* [BRIEF]: Identify every line in the items that contains the word "laid", matching case exactly, and copy each of those lines.

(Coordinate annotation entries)
++++++++++++++++++++
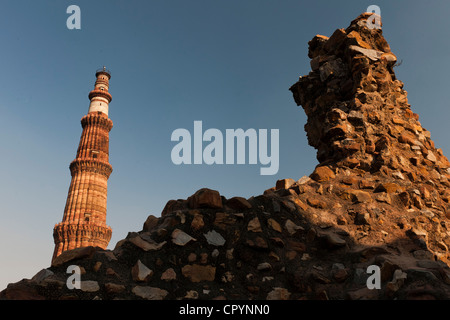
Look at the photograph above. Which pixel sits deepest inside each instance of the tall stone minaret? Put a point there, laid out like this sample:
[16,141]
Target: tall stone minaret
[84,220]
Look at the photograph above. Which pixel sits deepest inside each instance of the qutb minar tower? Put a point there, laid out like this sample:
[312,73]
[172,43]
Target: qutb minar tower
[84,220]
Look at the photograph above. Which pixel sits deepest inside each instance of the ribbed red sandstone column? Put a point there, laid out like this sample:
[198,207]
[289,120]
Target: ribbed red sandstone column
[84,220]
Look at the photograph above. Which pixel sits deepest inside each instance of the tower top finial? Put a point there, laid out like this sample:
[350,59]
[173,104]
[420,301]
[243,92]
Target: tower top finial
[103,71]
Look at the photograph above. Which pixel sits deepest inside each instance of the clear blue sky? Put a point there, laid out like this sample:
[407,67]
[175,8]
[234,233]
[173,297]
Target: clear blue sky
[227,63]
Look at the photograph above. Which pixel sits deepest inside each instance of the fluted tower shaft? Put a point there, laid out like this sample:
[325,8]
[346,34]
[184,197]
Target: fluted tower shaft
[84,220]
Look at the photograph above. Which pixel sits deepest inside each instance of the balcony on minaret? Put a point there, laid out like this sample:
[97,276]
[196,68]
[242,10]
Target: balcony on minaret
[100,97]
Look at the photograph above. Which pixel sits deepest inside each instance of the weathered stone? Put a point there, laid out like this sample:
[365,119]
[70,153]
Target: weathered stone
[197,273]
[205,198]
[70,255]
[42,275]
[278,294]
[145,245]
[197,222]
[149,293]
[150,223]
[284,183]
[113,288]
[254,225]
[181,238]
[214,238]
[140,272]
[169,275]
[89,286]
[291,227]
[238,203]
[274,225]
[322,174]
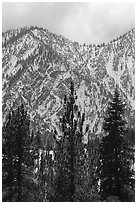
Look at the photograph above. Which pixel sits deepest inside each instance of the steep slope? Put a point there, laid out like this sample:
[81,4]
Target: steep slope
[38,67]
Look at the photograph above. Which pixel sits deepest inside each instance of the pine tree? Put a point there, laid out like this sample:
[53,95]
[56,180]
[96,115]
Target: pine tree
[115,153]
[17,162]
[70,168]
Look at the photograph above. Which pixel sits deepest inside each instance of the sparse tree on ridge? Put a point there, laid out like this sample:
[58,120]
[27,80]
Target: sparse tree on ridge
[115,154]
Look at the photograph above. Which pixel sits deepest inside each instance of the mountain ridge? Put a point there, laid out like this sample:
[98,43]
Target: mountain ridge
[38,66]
++++++++++++++++++++
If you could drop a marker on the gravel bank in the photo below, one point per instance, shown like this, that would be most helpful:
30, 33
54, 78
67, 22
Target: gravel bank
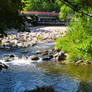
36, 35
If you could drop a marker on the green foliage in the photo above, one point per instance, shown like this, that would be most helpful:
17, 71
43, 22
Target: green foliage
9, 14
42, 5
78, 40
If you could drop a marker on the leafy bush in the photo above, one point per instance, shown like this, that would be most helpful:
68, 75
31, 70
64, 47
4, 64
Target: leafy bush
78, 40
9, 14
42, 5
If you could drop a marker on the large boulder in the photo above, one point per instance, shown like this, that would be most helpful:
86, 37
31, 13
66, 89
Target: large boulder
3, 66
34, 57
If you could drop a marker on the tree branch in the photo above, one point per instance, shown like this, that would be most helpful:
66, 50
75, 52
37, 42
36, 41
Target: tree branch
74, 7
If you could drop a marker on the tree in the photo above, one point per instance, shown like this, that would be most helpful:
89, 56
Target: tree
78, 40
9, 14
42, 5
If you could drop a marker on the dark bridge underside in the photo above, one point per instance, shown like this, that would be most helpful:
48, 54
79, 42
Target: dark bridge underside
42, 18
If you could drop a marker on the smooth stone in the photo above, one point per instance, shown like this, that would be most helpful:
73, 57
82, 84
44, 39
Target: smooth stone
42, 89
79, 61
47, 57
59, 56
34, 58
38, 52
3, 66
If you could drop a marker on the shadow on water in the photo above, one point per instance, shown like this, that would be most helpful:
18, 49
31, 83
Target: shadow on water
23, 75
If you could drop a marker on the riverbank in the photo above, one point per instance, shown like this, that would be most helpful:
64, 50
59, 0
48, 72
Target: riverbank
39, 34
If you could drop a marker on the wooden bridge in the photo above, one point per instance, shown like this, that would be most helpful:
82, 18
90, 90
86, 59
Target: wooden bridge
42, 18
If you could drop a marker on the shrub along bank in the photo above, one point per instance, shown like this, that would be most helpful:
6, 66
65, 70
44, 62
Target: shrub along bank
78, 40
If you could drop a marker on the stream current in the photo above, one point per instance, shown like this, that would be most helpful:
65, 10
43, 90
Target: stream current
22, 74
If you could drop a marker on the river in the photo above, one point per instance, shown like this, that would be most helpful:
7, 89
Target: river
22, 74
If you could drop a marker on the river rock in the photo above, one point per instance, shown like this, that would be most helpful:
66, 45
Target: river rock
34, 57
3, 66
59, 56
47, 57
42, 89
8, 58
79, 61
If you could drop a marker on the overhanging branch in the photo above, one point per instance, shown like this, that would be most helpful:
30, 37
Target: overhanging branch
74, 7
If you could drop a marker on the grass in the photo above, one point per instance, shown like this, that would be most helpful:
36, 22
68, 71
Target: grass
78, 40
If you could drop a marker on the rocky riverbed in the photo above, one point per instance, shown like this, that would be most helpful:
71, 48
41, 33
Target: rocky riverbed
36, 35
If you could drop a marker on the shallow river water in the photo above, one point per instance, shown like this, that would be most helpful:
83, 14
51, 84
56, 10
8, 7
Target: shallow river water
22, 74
++++++++++++++++++++
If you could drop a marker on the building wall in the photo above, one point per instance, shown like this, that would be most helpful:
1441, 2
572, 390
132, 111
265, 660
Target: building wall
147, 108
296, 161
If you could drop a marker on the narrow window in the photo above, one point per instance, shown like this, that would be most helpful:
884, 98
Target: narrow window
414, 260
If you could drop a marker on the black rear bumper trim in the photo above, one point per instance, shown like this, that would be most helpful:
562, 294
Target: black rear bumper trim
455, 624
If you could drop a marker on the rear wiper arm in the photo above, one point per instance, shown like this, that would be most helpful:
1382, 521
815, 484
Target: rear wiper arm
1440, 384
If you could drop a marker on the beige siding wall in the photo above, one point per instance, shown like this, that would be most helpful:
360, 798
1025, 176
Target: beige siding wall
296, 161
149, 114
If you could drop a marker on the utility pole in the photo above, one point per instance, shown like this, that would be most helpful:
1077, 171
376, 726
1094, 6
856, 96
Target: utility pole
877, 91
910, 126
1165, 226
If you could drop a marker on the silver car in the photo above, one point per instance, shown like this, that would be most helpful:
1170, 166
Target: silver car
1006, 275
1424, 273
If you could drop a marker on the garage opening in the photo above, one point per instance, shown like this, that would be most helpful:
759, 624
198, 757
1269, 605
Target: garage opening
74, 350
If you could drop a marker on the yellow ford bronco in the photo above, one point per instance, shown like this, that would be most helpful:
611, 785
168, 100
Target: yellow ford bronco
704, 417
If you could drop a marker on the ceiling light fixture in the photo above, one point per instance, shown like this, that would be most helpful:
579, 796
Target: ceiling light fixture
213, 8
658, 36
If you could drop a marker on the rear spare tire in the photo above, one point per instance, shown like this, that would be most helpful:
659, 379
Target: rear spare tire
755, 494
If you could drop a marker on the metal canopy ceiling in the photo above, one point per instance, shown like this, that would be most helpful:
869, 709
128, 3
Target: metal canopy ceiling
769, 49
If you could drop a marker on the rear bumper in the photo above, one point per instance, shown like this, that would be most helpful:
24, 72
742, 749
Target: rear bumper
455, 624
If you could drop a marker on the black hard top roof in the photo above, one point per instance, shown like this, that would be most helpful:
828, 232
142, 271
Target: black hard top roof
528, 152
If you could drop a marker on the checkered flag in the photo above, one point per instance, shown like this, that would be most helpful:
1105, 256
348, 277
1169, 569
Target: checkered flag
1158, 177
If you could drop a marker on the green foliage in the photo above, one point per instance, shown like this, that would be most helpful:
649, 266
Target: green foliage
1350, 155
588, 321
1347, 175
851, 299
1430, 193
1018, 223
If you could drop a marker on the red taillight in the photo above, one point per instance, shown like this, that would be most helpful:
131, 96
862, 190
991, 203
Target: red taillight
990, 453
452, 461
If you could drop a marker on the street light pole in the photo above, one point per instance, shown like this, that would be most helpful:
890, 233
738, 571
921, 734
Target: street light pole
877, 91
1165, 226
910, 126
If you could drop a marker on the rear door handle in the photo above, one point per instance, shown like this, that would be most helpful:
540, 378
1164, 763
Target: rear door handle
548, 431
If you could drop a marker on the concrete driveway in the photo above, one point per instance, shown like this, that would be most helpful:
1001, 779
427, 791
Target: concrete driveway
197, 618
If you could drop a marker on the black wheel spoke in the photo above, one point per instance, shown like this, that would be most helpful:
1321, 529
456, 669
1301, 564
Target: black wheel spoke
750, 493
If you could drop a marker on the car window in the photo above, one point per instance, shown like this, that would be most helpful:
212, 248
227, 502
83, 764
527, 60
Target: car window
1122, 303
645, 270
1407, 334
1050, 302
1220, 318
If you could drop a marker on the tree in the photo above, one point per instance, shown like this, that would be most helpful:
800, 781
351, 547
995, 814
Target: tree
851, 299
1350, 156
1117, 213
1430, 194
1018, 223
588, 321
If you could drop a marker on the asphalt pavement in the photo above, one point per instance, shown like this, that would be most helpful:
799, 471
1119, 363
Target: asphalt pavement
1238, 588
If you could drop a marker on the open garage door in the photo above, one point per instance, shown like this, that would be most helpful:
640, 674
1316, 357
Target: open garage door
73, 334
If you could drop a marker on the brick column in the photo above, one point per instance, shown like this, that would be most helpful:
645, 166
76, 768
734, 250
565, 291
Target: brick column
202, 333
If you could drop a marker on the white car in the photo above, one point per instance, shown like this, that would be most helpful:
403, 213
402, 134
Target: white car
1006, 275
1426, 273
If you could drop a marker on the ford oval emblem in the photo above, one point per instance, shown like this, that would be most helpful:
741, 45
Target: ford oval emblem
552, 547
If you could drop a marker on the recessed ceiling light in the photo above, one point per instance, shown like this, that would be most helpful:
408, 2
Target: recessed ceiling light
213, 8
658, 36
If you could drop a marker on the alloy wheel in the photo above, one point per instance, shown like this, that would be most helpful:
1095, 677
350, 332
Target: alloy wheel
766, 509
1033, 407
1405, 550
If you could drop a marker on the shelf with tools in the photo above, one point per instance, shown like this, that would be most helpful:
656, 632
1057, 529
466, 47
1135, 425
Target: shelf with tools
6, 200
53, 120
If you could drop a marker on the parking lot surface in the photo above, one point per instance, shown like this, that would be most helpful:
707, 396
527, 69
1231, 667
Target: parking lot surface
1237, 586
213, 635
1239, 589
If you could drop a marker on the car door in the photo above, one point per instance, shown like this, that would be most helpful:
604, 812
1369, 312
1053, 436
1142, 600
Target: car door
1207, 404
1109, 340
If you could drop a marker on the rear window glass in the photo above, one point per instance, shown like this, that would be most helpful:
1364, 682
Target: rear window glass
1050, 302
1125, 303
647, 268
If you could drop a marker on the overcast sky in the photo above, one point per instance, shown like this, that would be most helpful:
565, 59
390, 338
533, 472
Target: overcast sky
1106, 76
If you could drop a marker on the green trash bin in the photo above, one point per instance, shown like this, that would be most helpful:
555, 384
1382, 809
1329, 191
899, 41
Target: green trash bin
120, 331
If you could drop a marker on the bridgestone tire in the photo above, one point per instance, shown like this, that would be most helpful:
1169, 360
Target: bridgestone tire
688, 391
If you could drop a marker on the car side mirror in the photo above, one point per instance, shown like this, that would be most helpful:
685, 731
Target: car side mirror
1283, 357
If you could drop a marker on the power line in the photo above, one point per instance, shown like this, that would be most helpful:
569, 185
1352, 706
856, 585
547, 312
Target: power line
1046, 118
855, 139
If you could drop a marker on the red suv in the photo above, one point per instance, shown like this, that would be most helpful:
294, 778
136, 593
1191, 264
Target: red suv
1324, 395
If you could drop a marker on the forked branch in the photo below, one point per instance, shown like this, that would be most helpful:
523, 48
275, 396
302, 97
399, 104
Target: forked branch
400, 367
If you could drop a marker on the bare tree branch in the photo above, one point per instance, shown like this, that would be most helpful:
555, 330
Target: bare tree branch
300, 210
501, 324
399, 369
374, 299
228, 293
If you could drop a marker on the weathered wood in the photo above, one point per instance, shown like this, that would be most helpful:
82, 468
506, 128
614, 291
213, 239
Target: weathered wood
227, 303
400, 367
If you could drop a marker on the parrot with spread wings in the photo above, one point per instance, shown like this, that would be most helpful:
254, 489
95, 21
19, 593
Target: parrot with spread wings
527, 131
++++++++++++++++++++
* [THE OUTPUT]:
Look at the photograph above. Which pixel sits deepest inside each instance of the tall stone minaret? Put a point there, laid out like this sample:
Look at the photograph above. Which pixel sits deepest inside each instance of the qutb minar tower? Put a point there, laid out like this sample:
Look at the photograph above. Which pixel sits deepest inside each instance of the ribbed red sandstone column? Put a point there, laid out like this sample:
Look at the photograph above. Which pixel sits deepest inside each instance of the tower top finial? Put a point there, laid out like this sample:
Look at the photograph above. Which pixel sits deepest inside each instance of the clear blue sky? Put a point there, laid out like this sample:
Look at the photograph above. Which pixel sits deepest inside each instance of the fluted tower shaft? Put a point there, laid out like this sample:
Look at the photograph above. Which pixel sits deepest inside each instance of the balcony on minaret? Put a point there, laid out like this sample:
Look at the photograph above. Which pixel sits deepest inside each instance of the weathered stone? Put a point there, laid out like this sample:
Look at the photograph above. Which pixel sits deepest inside each instance of the steep slope? Put a point there, laid out like this sample:
Look at the photograph above. Which pixel sits deepest inside each instance of the pine tree? Put a point there, laid out like this sample:
Look at the photograph above. Which pixel sits deepest inside each instance of the sparse tree on ridge? Put a point there, laid out like this sample:
Look at the photograph above. Which pixel sits deepest inside each instance of the mountain ridge? Put a point there, laid out like this sample:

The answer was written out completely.